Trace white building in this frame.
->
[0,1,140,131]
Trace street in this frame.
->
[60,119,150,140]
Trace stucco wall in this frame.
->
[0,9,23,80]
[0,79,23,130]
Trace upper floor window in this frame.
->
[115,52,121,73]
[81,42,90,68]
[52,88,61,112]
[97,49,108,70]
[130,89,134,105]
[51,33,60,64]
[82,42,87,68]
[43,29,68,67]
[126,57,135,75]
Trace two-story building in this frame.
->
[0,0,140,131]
··········
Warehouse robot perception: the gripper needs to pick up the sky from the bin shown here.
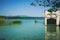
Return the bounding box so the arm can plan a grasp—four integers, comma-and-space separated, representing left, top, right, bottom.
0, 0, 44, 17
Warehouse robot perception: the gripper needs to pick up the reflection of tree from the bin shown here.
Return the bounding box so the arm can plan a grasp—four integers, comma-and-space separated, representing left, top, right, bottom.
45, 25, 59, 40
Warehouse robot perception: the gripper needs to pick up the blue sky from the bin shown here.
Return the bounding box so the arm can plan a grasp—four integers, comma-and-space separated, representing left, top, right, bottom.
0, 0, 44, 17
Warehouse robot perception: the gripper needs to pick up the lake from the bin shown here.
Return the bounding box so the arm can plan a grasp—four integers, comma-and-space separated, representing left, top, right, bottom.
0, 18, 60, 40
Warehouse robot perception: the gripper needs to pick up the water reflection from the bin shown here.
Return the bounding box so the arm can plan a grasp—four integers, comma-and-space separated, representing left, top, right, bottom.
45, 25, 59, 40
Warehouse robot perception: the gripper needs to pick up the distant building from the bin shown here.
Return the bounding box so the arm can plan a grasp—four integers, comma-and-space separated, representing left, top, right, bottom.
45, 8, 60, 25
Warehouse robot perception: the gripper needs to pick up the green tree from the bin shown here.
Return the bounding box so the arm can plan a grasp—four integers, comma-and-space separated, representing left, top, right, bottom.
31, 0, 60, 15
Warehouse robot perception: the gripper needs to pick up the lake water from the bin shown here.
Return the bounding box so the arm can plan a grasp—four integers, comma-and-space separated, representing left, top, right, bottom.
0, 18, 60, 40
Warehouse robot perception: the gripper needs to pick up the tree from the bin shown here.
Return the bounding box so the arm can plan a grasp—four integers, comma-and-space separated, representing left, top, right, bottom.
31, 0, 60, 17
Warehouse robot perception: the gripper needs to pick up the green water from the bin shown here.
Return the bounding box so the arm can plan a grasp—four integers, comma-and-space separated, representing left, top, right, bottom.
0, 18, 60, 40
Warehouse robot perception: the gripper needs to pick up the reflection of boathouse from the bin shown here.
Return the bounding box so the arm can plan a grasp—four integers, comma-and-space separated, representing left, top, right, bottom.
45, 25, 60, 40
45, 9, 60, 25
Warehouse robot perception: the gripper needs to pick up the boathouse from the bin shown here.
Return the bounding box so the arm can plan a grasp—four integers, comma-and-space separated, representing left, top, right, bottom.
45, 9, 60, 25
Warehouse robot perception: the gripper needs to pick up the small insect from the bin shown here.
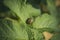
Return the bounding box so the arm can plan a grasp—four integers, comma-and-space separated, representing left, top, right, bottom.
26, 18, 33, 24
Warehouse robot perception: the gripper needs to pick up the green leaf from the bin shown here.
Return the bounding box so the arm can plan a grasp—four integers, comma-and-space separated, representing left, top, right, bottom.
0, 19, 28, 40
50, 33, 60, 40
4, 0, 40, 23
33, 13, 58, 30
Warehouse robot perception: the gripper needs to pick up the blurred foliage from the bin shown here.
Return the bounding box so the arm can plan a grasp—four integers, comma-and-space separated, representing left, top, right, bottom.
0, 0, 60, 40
··········
**Goal**
Count the lines in the material above that contain the string "boathouse", matching case exactly. Reply with the number only.

**Answer for this exercise**
2